- _Requirement_:
Copy verbatim the block of lines in the entries below whose first line contains "find calm lake water" and whose last line contains "find tree reflection in water". Leave out all other lines.

Collected data

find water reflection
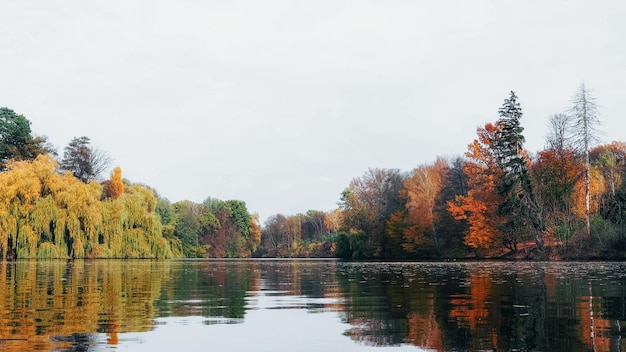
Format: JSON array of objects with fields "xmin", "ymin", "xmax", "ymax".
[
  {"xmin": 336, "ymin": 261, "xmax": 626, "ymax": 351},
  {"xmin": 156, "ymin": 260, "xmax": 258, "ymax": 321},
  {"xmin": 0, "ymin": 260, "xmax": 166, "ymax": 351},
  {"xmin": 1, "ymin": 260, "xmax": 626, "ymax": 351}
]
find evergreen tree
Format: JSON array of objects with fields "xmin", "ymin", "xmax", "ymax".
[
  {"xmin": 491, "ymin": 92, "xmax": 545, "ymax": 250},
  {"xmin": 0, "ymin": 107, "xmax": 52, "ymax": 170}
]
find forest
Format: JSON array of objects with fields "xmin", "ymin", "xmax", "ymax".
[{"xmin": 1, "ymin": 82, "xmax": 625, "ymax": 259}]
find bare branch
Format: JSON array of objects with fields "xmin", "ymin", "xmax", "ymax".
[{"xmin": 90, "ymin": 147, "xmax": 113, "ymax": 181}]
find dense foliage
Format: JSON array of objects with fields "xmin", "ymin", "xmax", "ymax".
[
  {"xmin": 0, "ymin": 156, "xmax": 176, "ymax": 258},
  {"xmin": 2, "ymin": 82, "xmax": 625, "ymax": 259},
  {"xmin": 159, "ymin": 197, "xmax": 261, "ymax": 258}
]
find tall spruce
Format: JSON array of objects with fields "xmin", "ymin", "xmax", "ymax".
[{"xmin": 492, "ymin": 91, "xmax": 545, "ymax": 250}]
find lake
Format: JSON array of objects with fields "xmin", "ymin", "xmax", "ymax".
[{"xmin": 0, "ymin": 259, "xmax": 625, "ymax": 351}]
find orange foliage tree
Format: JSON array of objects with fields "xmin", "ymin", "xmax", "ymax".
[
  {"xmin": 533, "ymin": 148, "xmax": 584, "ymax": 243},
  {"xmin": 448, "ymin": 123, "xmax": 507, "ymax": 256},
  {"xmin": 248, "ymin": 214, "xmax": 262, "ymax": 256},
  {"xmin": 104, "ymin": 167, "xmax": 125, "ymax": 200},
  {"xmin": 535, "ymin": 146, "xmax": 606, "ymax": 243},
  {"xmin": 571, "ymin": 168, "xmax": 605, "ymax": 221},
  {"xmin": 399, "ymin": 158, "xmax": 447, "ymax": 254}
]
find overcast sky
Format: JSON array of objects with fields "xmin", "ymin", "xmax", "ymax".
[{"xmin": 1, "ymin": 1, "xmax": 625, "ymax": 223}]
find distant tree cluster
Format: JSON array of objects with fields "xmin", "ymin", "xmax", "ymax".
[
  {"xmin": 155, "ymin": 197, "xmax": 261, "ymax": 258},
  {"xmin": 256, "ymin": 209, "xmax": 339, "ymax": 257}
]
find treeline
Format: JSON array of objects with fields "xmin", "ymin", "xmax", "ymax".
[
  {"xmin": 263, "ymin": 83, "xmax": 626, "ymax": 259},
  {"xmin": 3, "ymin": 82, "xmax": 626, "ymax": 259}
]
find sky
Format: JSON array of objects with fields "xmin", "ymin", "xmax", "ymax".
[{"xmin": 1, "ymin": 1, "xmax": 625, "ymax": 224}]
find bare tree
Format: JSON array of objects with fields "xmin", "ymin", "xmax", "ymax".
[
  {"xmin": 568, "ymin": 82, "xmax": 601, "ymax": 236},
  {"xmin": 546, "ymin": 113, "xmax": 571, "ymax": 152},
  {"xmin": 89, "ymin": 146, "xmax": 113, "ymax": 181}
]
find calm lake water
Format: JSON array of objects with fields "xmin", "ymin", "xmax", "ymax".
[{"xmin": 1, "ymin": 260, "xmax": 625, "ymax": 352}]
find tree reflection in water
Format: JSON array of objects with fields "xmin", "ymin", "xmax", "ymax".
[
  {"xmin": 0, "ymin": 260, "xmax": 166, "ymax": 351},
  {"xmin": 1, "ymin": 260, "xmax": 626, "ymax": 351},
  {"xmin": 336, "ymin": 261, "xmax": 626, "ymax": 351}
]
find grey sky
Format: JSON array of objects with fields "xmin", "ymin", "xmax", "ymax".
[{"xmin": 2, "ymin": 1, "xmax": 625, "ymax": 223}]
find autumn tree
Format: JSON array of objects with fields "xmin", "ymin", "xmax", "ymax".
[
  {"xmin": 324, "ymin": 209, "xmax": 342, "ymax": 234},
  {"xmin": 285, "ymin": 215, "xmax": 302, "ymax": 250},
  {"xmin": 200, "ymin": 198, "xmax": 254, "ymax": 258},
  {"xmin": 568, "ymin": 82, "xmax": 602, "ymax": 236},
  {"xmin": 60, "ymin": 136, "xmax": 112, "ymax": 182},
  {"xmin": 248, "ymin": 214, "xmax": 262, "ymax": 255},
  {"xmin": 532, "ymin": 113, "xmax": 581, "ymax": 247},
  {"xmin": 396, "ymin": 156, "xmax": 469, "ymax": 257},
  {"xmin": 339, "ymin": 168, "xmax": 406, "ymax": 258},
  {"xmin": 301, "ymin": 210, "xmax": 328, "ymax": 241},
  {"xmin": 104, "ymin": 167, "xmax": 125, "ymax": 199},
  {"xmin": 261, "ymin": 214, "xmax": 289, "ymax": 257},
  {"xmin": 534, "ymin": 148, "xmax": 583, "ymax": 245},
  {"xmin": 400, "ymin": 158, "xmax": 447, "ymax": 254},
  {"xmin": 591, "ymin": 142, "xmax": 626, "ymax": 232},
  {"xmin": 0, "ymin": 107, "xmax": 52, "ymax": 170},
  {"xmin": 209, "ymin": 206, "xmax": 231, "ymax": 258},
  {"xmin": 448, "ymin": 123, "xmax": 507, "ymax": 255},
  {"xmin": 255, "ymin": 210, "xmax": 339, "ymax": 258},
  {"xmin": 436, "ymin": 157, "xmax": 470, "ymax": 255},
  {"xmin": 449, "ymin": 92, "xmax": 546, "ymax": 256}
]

- _Answer space_:
find calm lake water
Format: JSON array of objects with fields "xmin", "ymin", "xmax", "ymax".
[{"xmin": 1, "ymin": 260, "xmax": 625, "ymax": 352}]
find tree reflection in water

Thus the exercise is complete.